Democratic socialists, such as David Schweickart, contrast social democracy with democratic socialism by defining the former as an attempt to strengthen the welfare state, and the latter as an alternative socialist economic system to capitalism. According to Schweickart, the democratic socialist critique of social democracy states that capitalism could never be sufficiently "humanized", and any attempt to suppress the economic contradictions of capitalism would only cause them to emerge elsewhere. For example, attempts to reduce unemployment too much would result in inflation, and too much job security would erode labor discipline. In contrast to social democracy, democratic socialists advocate a post-capitalist economic system based either on market socialism combined with workers self-management, or on some form of participatory-economic planning.

### Entries
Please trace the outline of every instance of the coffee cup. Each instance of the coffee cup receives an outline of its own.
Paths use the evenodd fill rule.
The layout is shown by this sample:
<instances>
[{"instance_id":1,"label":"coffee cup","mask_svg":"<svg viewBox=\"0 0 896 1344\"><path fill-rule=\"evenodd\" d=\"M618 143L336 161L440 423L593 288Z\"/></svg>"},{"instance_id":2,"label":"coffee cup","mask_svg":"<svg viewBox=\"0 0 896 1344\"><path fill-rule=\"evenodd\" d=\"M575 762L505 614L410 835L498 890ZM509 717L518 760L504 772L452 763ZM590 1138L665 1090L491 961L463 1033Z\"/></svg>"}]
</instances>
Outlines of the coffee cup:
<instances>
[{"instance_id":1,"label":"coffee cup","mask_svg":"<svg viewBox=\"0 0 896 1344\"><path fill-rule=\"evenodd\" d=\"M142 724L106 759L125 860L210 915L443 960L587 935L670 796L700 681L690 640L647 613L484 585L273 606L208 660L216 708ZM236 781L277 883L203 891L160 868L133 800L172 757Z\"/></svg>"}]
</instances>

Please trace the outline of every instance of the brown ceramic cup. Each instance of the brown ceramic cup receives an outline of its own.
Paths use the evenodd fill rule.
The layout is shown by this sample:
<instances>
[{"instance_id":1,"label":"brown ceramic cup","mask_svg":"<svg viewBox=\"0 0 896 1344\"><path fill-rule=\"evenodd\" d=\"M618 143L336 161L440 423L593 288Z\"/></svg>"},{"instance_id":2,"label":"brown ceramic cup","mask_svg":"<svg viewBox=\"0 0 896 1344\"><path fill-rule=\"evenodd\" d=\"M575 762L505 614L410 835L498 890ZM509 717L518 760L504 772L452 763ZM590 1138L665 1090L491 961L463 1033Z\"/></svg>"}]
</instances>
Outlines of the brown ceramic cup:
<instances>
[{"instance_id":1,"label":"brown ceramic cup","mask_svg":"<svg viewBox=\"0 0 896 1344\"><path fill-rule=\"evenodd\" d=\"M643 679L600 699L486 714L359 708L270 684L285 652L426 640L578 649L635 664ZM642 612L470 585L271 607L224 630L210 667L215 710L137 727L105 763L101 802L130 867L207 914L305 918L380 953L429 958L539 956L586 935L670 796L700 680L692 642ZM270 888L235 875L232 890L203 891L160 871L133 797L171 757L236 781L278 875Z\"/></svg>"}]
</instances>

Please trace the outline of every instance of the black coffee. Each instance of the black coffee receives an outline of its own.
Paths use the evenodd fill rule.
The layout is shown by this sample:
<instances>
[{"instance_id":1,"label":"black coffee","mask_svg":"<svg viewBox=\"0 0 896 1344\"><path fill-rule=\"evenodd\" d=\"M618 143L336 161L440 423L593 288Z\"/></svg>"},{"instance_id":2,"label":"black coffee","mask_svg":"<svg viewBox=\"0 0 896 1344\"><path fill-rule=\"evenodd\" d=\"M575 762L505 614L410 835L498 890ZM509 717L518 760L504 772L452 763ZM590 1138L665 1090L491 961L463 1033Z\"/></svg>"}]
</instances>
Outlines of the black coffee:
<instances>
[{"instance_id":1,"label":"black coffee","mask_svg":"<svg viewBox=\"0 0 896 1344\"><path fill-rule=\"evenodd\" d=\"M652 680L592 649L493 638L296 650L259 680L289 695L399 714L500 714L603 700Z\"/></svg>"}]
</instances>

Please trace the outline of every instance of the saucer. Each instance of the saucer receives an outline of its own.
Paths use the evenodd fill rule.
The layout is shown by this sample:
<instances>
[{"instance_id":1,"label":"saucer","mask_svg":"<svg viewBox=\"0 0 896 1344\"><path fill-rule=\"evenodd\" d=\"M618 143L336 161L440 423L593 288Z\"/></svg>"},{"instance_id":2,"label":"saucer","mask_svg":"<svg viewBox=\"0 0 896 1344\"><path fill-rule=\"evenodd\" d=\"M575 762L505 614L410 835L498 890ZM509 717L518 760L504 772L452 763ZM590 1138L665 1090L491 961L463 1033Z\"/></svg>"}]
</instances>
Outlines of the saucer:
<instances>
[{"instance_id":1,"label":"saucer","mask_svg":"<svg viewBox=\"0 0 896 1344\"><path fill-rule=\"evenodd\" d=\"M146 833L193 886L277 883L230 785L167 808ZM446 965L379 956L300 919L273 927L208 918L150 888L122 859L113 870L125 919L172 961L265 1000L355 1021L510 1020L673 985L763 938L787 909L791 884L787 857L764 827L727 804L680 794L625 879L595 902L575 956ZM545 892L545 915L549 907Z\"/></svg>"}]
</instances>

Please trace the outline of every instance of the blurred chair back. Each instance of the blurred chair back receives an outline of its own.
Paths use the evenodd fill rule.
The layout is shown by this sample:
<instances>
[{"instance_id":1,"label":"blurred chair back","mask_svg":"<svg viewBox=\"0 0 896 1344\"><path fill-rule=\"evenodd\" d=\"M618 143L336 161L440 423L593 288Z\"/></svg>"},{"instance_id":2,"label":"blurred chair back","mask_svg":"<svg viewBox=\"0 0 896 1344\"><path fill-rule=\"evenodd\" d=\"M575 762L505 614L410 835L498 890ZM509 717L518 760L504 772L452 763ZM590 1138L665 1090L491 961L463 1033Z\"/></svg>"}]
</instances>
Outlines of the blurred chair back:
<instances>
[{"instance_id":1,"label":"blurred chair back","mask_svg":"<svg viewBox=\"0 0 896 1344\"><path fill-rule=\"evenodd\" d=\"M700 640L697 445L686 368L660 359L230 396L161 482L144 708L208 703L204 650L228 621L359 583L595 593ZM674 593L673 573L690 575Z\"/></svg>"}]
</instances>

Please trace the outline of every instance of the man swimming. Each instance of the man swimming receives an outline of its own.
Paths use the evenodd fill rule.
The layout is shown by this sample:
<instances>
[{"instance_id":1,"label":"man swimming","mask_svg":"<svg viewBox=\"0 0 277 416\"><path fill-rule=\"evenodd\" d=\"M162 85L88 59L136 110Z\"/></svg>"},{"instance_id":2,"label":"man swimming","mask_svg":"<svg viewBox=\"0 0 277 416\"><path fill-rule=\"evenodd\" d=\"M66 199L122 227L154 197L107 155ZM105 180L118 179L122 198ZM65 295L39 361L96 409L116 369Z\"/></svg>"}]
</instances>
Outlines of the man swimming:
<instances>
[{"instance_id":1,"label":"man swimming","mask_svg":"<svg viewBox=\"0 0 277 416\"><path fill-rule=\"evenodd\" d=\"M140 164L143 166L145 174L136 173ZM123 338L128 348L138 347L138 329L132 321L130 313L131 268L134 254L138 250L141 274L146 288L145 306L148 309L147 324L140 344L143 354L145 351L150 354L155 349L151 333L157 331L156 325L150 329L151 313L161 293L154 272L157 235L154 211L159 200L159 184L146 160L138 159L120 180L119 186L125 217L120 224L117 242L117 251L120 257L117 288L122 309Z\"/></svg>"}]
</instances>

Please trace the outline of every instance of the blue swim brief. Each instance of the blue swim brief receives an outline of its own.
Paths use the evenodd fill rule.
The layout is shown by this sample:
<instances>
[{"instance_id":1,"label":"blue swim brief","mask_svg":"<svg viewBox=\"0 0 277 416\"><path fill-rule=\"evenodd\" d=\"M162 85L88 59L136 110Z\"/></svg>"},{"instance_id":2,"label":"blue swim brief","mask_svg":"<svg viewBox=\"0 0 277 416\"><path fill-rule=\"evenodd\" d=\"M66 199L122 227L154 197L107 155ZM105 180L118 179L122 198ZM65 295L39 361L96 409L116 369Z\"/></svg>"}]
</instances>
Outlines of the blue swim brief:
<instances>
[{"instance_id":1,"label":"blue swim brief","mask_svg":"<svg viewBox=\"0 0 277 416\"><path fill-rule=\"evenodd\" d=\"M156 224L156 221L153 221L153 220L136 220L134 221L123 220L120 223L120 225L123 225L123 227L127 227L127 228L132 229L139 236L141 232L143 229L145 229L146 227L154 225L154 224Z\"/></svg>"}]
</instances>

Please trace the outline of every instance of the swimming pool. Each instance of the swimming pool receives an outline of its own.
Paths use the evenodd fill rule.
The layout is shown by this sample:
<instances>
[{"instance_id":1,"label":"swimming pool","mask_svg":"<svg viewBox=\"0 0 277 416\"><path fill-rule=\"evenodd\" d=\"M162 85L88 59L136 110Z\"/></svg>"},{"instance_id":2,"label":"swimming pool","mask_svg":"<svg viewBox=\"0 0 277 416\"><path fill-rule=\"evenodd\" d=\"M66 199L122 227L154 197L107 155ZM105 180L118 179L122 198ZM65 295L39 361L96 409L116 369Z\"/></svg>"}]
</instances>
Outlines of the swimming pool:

### Exercise
Please continue the passage on democratic socialism and social democracy from the end of its last sentence.

### Response
Market socialists contrast social democracy with market socialism. While a common goal of both systems is to achieve greater social and economic equality, market socialism does so by changes in enterprise ownership and management, whereas social democracy attempts to do so by government-imposed taxes and subsidies on privately-owned enterprises. Frank Roosevelt and David Belkin criticize social democracy for maintaining a property-owning capitalist class, which has an active interest in reversing social democratic policies and a disproportionate amount of power over society to influence governmental policy as a class.

Another criticism of social democracy has to do with its relationship to neoliberalism and labour unions. It is argued in Social Democracy: After the Cold War, that

"social democratic parties shifted to the right in the 1980’s, abandoning their traditional policy stance and embracing neoliberalism – either explicitly or in the guise of a ‘Third Way.’ Ultimately, they distanced themselves from their core union base to regain electoral viability."

Communists accuse social democracy of accepting the values of capitalist society and therefore not being a genuine form of socialism.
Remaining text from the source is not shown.